-- BEGIN Records supplied --

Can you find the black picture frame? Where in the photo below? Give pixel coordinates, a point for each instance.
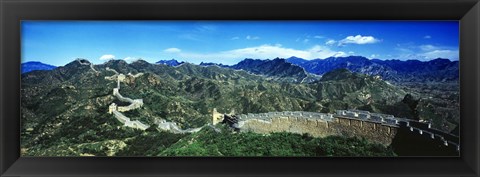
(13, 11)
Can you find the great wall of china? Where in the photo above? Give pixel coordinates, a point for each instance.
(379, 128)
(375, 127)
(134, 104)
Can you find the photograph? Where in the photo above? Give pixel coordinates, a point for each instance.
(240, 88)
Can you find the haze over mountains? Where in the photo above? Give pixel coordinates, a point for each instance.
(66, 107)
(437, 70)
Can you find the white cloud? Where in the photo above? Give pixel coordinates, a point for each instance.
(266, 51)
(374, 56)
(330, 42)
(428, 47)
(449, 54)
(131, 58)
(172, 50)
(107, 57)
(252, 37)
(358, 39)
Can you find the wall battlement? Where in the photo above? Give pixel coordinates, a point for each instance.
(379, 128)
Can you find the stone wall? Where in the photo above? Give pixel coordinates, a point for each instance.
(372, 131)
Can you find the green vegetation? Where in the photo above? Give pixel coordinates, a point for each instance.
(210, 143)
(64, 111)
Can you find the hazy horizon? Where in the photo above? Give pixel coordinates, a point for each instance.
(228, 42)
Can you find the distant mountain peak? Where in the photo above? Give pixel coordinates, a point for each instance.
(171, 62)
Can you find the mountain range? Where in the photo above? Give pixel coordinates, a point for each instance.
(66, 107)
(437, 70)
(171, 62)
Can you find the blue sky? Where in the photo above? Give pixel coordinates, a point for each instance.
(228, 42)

-- END Records supplied --
-- BEGIN Records supplied --

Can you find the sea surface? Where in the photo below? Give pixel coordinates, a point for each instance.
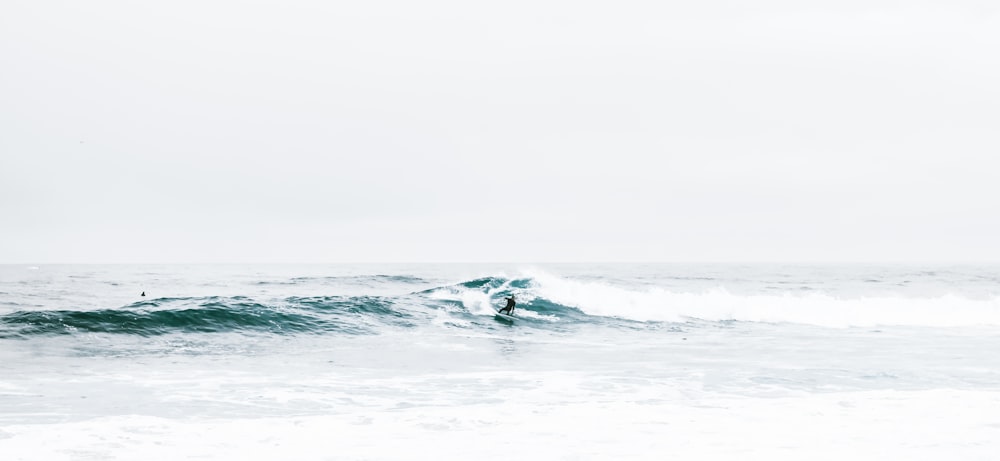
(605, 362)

-- END Records supplied --
-- BEGIN Records supplied --

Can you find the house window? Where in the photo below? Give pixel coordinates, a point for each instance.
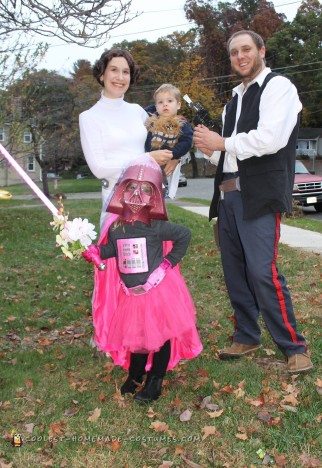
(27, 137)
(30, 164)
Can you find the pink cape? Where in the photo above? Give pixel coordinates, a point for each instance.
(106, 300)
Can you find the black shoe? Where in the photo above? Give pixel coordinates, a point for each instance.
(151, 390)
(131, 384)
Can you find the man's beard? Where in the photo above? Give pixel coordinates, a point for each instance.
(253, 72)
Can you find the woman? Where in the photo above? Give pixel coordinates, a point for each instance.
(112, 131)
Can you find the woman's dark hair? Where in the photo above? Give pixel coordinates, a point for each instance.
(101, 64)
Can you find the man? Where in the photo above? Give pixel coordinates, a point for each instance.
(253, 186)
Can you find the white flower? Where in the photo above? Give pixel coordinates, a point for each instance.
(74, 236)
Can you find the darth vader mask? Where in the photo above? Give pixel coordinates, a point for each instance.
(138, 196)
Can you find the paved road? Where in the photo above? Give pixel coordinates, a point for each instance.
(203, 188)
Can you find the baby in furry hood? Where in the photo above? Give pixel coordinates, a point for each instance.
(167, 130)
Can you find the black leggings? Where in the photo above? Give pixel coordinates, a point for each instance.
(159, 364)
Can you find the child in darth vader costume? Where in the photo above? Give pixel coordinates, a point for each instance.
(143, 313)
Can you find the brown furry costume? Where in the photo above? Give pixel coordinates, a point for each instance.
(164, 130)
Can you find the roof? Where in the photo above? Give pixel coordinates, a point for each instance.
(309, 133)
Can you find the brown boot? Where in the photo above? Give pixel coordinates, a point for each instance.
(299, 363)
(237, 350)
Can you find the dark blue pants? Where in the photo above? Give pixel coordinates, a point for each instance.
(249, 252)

-- END Records supplied --

Problem description:
Copy each line of the items above that contains the string "costume". Matches must have the same case.

Exercise response:
Can you find the child in darth vader costume? Where in the photo above? Give pixel coordinates, a point for each instance.
Can you find the brown furry costume? Where in the photo above? Give pixel coordinates, a point for each instance.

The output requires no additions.